[Stored dataset items]
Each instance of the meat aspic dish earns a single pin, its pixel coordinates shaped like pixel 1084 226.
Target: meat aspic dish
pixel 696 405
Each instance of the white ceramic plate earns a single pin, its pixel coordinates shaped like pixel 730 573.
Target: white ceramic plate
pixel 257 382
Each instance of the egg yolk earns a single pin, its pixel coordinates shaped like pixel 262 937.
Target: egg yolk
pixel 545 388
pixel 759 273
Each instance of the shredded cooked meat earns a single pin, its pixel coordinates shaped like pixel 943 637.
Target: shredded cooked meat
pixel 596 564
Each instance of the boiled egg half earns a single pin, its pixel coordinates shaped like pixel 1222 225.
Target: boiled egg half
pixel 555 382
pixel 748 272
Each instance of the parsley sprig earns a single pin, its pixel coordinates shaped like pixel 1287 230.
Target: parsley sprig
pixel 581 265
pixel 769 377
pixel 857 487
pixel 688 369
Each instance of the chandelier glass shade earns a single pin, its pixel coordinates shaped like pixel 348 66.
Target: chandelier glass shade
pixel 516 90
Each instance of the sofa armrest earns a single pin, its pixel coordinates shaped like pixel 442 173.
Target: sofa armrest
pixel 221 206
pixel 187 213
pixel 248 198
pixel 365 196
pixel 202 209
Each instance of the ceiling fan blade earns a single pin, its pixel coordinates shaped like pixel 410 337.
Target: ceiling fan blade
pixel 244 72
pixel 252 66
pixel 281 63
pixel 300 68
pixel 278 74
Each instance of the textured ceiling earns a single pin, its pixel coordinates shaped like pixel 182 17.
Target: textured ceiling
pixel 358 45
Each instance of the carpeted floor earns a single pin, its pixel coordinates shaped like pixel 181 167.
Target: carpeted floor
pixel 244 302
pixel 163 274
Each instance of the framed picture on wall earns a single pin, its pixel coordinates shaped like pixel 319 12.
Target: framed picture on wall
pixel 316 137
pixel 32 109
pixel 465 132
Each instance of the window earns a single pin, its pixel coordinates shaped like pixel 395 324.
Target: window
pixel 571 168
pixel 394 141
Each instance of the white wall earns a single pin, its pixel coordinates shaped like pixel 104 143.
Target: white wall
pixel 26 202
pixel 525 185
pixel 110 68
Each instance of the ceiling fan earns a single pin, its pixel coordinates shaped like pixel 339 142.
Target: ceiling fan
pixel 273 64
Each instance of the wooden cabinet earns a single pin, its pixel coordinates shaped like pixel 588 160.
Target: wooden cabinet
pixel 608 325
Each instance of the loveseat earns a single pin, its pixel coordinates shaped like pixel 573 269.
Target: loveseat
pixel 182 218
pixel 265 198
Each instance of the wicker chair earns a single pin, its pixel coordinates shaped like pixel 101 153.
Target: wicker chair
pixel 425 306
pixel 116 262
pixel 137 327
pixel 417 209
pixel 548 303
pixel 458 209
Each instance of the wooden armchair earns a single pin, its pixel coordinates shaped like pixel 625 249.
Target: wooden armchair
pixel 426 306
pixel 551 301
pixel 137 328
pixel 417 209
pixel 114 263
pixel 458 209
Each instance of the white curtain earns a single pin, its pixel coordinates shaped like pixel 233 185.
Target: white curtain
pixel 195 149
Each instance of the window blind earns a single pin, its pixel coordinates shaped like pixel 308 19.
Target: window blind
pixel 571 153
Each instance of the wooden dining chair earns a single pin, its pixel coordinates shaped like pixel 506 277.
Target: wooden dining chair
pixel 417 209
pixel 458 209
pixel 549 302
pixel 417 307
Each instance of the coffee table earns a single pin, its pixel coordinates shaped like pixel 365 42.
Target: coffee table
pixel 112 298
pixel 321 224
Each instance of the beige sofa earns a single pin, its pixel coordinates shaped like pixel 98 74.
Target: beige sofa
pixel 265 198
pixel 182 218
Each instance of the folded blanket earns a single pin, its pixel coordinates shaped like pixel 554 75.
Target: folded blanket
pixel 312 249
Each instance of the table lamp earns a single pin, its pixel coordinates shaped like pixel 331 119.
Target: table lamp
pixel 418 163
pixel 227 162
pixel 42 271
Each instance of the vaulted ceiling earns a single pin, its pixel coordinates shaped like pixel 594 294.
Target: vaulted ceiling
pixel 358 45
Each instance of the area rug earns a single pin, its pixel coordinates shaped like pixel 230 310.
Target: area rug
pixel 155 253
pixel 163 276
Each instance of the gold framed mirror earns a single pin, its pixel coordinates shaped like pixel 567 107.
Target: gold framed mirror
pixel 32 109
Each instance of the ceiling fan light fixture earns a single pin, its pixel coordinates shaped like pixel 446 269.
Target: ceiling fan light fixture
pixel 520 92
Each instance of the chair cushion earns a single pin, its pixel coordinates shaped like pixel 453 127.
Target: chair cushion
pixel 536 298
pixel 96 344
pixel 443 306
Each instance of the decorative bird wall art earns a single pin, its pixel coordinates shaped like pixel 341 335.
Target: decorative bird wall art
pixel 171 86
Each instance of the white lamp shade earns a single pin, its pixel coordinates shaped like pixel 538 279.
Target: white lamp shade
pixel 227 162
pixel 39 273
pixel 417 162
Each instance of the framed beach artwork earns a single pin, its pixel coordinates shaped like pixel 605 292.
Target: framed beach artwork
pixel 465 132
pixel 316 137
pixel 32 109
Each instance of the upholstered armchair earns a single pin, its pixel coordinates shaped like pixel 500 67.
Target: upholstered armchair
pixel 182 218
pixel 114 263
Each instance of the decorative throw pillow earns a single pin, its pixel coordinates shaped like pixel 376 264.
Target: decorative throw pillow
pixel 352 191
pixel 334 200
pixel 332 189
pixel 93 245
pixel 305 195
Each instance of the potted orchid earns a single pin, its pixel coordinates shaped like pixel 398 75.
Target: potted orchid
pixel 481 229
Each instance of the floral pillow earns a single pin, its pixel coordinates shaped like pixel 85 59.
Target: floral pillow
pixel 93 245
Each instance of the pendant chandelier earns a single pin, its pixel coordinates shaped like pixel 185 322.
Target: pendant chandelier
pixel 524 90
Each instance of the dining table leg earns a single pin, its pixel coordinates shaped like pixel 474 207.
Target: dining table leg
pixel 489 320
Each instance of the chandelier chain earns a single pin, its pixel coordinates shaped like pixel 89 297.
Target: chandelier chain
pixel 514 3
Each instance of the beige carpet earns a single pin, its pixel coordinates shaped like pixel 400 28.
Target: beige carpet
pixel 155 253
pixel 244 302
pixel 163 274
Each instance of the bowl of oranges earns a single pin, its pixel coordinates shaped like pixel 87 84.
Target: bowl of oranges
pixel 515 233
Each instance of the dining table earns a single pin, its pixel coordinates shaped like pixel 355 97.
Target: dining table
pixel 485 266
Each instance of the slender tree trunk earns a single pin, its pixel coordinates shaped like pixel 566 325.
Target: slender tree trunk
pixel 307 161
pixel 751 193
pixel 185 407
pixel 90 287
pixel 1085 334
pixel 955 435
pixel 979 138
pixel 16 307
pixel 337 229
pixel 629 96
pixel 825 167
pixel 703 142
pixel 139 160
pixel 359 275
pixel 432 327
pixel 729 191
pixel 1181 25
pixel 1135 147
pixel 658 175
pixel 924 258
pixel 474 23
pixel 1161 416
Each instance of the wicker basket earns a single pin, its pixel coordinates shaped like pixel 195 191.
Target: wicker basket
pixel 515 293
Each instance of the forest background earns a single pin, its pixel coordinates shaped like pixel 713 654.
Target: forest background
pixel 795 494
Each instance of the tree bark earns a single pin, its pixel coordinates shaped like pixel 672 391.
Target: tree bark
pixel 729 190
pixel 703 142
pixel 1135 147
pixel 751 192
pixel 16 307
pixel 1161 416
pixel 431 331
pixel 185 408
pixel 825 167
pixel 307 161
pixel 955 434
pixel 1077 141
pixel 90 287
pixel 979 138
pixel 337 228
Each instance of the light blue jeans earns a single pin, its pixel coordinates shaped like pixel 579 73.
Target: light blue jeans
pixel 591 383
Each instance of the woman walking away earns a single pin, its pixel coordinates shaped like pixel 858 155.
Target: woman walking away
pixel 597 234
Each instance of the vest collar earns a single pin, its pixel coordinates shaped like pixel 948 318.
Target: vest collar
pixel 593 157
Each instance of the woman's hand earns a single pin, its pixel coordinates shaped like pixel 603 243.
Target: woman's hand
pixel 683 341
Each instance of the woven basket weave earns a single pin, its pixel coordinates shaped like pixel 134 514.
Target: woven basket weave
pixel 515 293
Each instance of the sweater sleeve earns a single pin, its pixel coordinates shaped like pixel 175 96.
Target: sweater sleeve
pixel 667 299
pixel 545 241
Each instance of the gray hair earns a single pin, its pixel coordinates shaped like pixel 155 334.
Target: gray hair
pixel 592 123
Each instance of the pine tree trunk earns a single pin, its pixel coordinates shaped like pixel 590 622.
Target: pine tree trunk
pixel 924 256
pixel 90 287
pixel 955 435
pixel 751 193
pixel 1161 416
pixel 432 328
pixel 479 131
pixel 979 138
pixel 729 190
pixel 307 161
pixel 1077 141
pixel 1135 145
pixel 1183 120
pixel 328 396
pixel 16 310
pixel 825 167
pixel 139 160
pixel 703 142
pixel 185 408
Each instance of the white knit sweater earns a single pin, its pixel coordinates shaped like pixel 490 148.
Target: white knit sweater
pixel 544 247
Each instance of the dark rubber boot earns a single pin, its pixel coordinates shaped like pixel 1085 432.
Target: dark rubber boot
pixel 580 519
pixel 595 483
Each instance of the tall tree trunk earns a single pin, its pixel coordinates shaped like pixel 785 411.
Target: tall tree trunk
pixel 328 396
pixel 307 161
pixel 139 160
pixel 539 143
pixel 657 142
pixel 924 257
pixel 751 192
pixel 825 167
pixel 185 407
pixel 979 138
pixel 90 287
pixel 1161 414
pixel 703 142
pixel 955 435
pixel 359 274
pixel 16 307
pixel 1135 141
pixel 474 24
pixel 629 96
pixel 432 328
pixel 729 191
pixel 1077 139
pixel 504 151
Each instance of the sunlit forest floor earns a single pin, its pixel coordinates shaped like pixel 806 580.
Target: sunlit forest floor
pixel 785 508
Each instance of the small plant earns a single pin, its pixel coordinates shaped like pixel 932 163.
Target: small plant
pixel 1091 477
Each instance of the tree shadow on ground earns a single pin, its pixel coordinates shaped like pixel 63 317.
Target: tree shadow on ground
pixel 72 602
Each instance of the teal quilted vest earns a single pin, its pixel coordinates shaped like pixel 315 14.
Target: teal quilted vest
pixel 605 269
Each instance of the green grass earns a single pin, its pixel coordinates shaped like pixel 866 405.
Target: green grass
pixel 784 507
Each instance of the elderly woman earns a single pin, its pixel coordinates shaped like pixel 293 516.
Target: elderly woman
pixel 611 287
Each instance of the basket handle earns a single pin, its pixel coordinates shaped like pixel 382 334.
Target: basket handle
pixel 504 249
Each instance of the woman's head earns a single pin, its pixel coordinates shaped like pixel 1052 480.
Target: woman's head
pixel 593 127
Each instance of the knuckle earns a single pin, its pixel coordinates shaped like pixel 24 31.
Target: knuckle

[EXERCISE DESCRIPTION] Out of the entries above, write out only the lines between the line holding "Target: white knit sweater" and the line holding "Each instance of the tall", inclusive, each exactly as given.

[YOUR SOLUTION]
Target: white knit sweater
pixel 544 247
Each instance of the dark rubber boot earns a single pin, its pixel coordinates shaped like pixel 1085 432.
Target: dark rubber boot
pixel 580 519
pixel 595 483
Each instance of the tall tree trunk earns a single pin, its pixel coordinates shaped like pixel 785 411.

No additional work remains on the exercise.